Selected excerpt
────────────────────────────────────────
At last month’s meeting, Draghi finally confirmed what speculators had expected for months – that they would adopt a stimulus program. He stated that details for the effort would come ‘after the October meeting’. As such, the market is focused on today’s policy gathering in anticipation of a QE course that stands up to what the Fed and BoJ have themselves offered. And, expectations are high. With Draghi already setting out an objective to increase the balance sheet back up to the level it was at in early 2012 (an increase anywhere between €600 billion and €1 trillion), traders have projected a massive effort. Could their expectations be set too high? Given the hefty depreciation of the currency leading up to the event, it is far easier to ‘disappoint’ than it is to ‘impress’. That could turn the Euro and swamp capital markets.

Japanese Yen: USDJPY Biggest Drop in 6 Months a Signal?

Notable changes in key fundamental outlets for the Yen crosses are starting to catch up to the market. We have seen exchange rates long ago diverge from underlying yield expectations for these once-prominent carry trades and the Bank of Japan back away from an upgrade to its stimulus efforts. More recently, the government and business groups have started to up the ante by suggesting the currency’s rapid depreciation was causing economic imbalance. However, these are all ‘passive’ motivators. They remove impetus for further advance for USDJPY and its counterparts. The impetus for an actual change in direction comes from risk trends. With this past session’s Nikkei 225 drop leading global capital markets, the tide recedes and exposes these expensive carry trades. The question is whether risk aversion is here to stay.

British Pound Slips as Manufacturing Weakens, BoE Member Enters Currency Debate

As the focus for the British Pound shifts back to the outlook for interest rate policy, event risk has set an unfavorable tone. This past session, the September manufacturing PMI eased further to a 17-month low, significantly moderating the economic outlook which has been instrumental in bringing forward expectations for the BoE’s first rate hike. Another concern was BoE member Kristin Forbes’ suggestion that the currency’s level could be masking inflation. She was careful not to insinuate a fair value for the Pound, but a market hypersensitive to this read into it.

Australian Dollar: Not a Good Time to Mount a Recovery

Both the Australian and New Zealand Dollars have pushed for a rebound through early morning trade Thursday. After their respective declines these past weeks, it seems like a correction could be easily facilitated by speculative interests. However, sentiment bearings may be exactly why a rebound effort may be an exceptional risk. If risk aversion is at hand, these carry trades are not in good standing.
────────────────────────────────────────
Dataset excerpt
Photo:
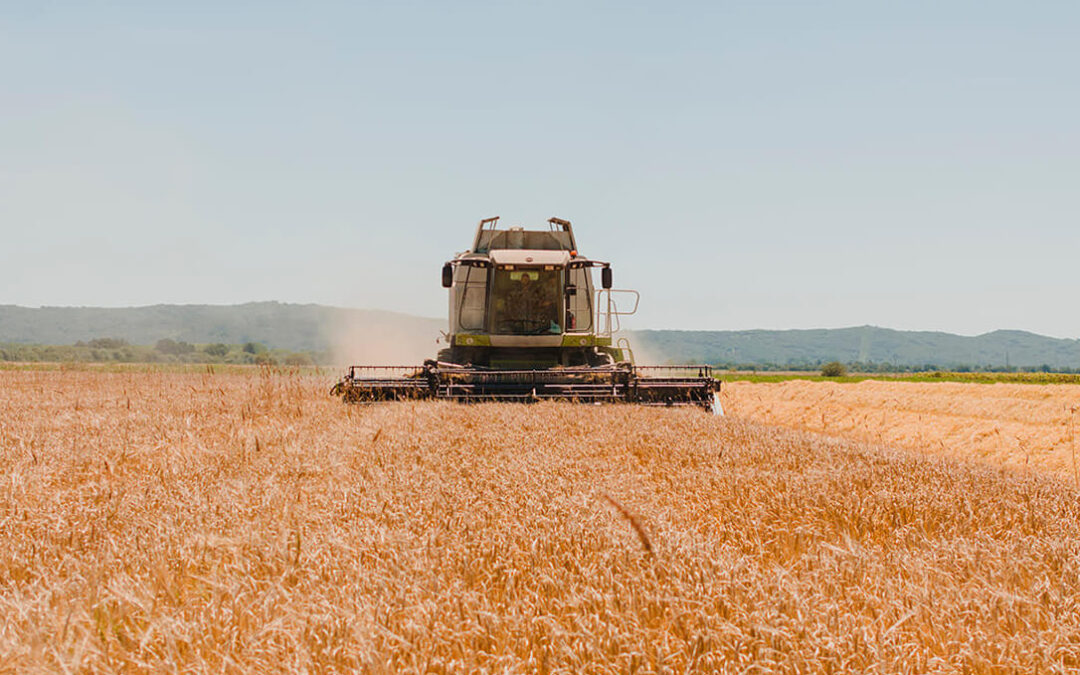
────────────────────────────────────────
What to do
1. Duplicate the currency market commentary between "At last month’s" and "swamp capital markets.", inclusive.
2. Pick up the currency market commentary where it stops and keep writing it.

Answers to the exercises
1.
At last month’s meeting, Draghi finally confirmed what speculators had expected for months – that they would adopt a stimulus program. He stated that details for the effort would come ‘after the October meeting’. As such, the market is focused on today’s policy gathering in anticipation of a QE course that stands up to what the Fed and BoJ have themselves offered. And, expectations are high. With Draghi already setting out an objective to increase the balance sheet back up to the level it was at in early 2012 (an increase anywhere between €600 billion and €1 trillion), traders have projected a massive effort. Could their expectations be set too high? Given the hefty depreciation of the currency leading up to the event, it is far easier to ‘disappoint’ than it is to ‘impress’. That could turn the Euro and swamp capital markets.

2.
Emerging Markets Collapse Further on Heavy Volume

With a drop in global equities, it is not surprising to see riskier Emerging Markets suffering. The MSCI ETF dropped another 2.1 percent this past session to six-month lows on the heaviest volume (109 million shares) since April 15. Amongst the worst-hit currencies, the Ruble cooled its heels with only a 0.2 percent drop (despite capital control speculation). It was the Brazilian Real that was headlining a 1.4 percent drop.

Gold In a Breakout Pattern but Can Risk Trends, ECB Deliver?

We find gold once again wedged between tight technical congestion and heavy, impending event risk. That is the kind of combination that often ends in breaks. One of the metal’s key roles is a viable counterpart to traditional fiat that is distorted by monetary policy. A large stimulus program for the ECB could make gold look appealing. Then again, the dollar has been a ready siphon for outflows for other currencies.

Author: John Kicklighter


US Dollar (USD)

Dollar tumbles from six-year high vs yen as U.S. yields slide

The dollar dropped from six-year highs against the yen on Wednesday, weighed down by a fall in U.S. Treasury debt yields amid weakness in global stocks.

Investors also booked profits on long U.S. dollar positions ahead of key event risks such as the European Central Bank's monetary policy meeting on Thursday and Friday's U.S. nonfarm payrolls report.

Still, the dollar is expected to sustain its strength for the rest of the year as investors bet that robust U.S. economic data will lead the Federal Reserve to tighten monetary policy.

U.S. economic reports on Wednesday were mixed. A private sector employment report showed the U.S. economy added more than 200,000 jobs last month but that was offset by weaker-than-expected U.S. manufacturing data.

The Institute for Supply Management said its index of national factory activity dropped to 56.6 last month, its lowest since June, from 59.0 in August. Economists had forecast it would slide to 58.5. A gauge of new orders fell to 60.0 from 66.7.

"The dollar's moves today are positioning-driven because the selling in the dollar came after the positive jobs number," said Greg Moore, senior currency strategist, at RBC Capital Markets in Toronto.

"There's no reason for the market to sell the dollar like that unless it's positioning ahead of the U.S. nonfarm payrolls number."

In late New York trading, the dollar was down 0.3 percent at 109.23 yen JPY=, having risen past 110 yen during Asian trade.

The dollar index .DXY was flat at 85.949. The index has risen 7.4 percent so far this year, and is on track for its biggest yearly gain in nine years.

The greenback's weakness coincided with the fall in U.S. Treasury yields. Both U.S. 10-year note US10YT=RR and 30-year bond yields US30YT=RR fell to one-month lows.

"Obviously, there has been some profit-taking on long dollar positions," said Vassili Serebriakov, currency strategist at BNP Paribas in New York. "Beyond that, I don't think anybody has changed their mind on the bullish dollar trend."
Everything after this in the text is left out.